↓

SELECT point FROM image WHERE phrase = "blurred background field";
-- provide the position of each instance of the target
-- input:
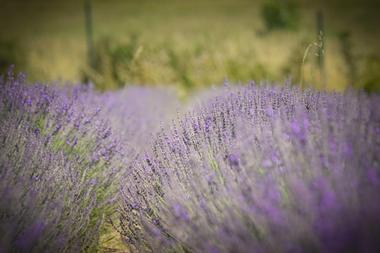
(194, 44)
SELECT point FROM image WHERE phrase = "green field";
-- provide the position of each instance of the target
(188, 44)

↑
↓

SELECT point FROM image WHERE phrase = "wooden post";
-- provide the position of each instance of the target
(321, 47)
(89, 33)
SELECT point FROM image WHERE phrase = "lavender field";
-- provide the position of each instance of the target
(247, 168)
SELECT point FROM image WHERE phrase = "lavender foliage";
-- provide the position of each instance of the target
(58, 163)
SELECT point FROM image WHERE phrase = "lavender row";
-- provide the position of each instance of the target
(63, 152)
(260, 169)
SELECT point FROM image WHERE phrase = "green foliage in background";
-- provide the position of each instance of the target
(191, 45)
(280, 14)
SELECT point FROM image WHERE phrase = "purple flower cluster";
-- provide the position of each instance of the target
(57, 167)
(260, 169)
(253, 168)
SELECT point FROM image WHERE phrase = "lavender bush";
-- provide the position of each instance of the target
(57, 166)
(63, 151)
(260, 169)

↑
↓

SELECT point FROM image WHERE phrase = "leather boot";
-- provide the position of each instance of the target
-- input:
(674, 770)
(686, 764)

↑

■ **PROBLEM TO SOLVE**
Count the lines above that contain the string "phrase", treating uppercase and lowercase letters as different. Give only the number.

■ **RESPONSE TO THE TASK**
10